Text to read —
______

Cannot use $ character in build variables
Update
Update -
With the implementation of Backend: Make it possible to set a raw variable... (#353991 - closed) it is now possible to use special character when defining a variables in your YAML configuration, the work for this issue is not ever yet, since we want to allow you to do it when you define a variable via the UI (CI/CD - > Settings) you can track this work in Frontend: Make it possible to set variables as ... (#217309 - closed)
Release notes
Previously it was impossible to use the $
character inside a variable since $ sign represent a variable expansion (a reference to another variable), in this release, we are introducing the variable: expand: keyword which will allow you to mark a variable as raw, a raw variable is will not be expanded and can contain any special character
Summary
It's not possible to use the $
character inside a build variable.
Steps to reproduce
- Add a build variable which contains the
$
character somewhere inside. - Add the
env
command to your Gitlab-CI script and watch the output - in the build log you'll see that the variable is trunkated at the
$
sign
Expected behavior
I would either expect a warning or error when trying to save such a build variable.

______

Your tasks —
(1) In the issue about using the $ character in build variables, what keyword does the release introduce for marking a variable as raw?
(2) Copy the issue about the $ character word for word, from "Steps to reproduce" to "such a build variable.".

Supplied information —
______

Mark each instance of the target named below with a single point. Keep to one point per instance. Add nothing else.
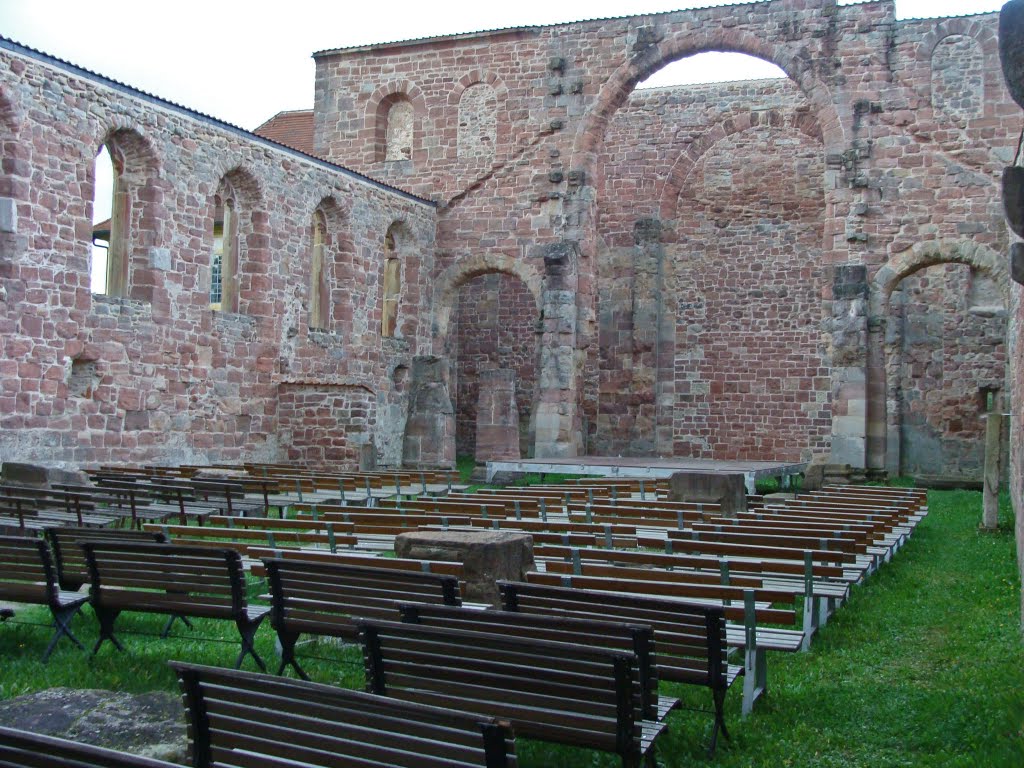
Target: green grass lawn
(924, 667)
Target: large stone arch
(689, 158)
(886, 426)
(616, 90)
(449, 283)
(929, 253)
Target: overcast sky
(242, 64)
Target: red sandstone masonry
(157, 376)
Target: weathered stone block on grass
(485, 556)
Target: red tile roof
(293, 129)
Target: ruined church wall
(495, 328)
(739, 367)
(157, 375)
(948, 348)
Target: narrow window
(320, 302)
(223, 295)
(392, 287)
(400, 118)
(109, 272)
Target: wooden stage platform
(611, 466)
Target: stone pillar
(651, 425)
(849, 355)
(993, 468)
(497, 417)
(557, 414)
(429, 439)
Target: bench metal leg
(719, 696)
(755, 678)
(286, 642)
(815, 611)
(107, 619)
(61, 628)
(248, 632)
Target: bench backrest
(27, 572)
(629, 638)
(327, 598)
(690, 639)
(70, 557)
(246, 720)
(20, 749)
(555, 691)
(198, 581)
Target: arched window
(392, 285)
(958, 77)
(477, 122)
(320, 296)
(223, 262)
(398, 134)
(111, 214)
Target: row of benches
(603, 693)
(246, 720)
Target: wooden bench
(245, 720)
(823, 587)
(28, 576)
(19, 749)
(690, 639)
(320, 598)
(69, 557)
(750, 633)
(180, 582)
(632, 638)
(562, 692)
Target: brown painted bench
(561, 692)
(28, 576)
(69, 557)
(318, 598)
(823, 587)
(632, 638)
(245, 720)
(689, 639)
(19, 749)
(752, 610)
(181, 582)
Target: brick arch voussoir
(615, 91)
(986, 39)
(452, 280)
(406, 88)
(137, 152)
(475, 77)
(688, 160)
(930, 253)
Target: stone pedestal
(497, 417)
(485, 557)
(710, 487)
(993, 470)
(429, 439)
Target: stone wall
(947, 345)
(739, 366)
(710, 268)
(322, 425)
(495, 328)
(156, 375)
(700, 228)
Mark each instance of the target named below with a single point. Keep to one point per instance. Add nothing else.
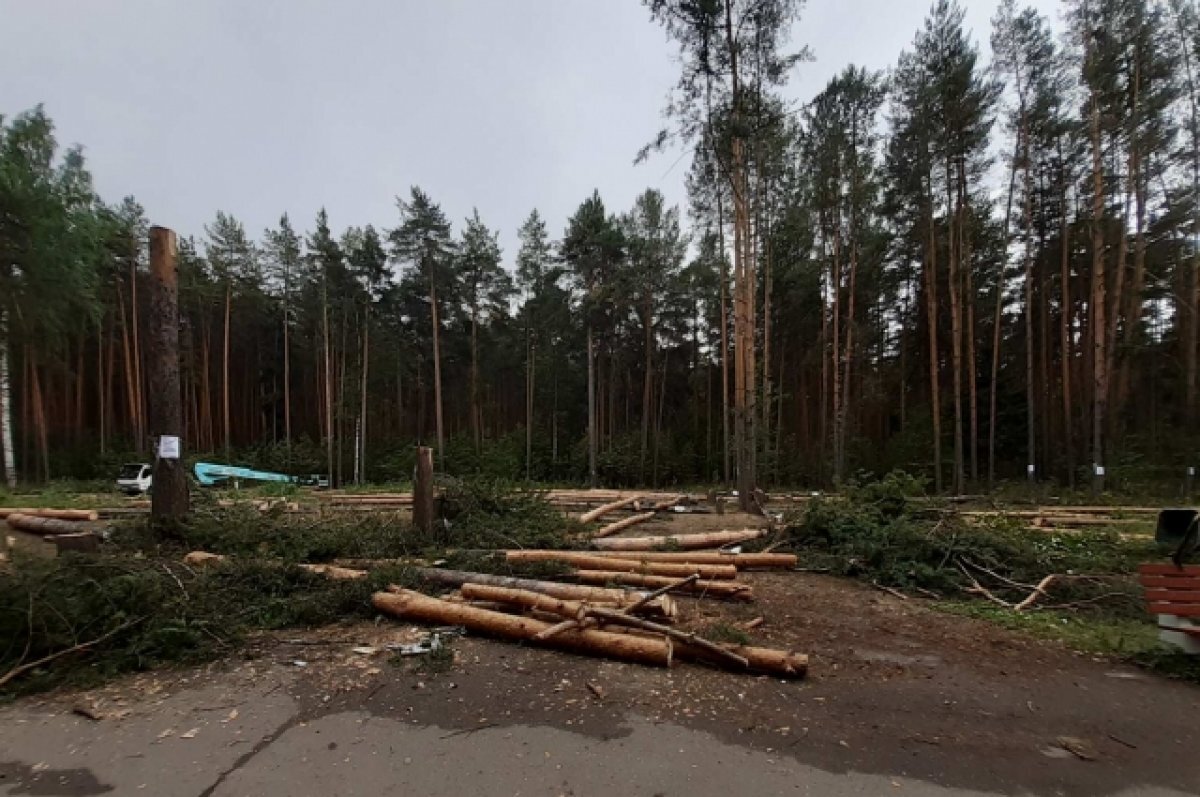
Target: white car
(135, 478)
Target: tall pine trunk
(6, 448)
(363, 408)
(1097, 322)
(592, 408)
(647, 379)
(934, 359)
(225, 373)
(437, 370)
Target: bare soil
(894, 688)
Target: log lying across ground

______

Solutions to the exercise —
(1) The variable: expand: keyword.

(2)
Steps to reproduce
- Add a build variable which contains the
$
character somewhere inside. - Add the
env
command to your Gitlab-CI script and watch the output - in the build log you'll see that the variable is trunkated at the
$
sign
Expected behavior
I would either expect a warning or error when trying to save such a build variable.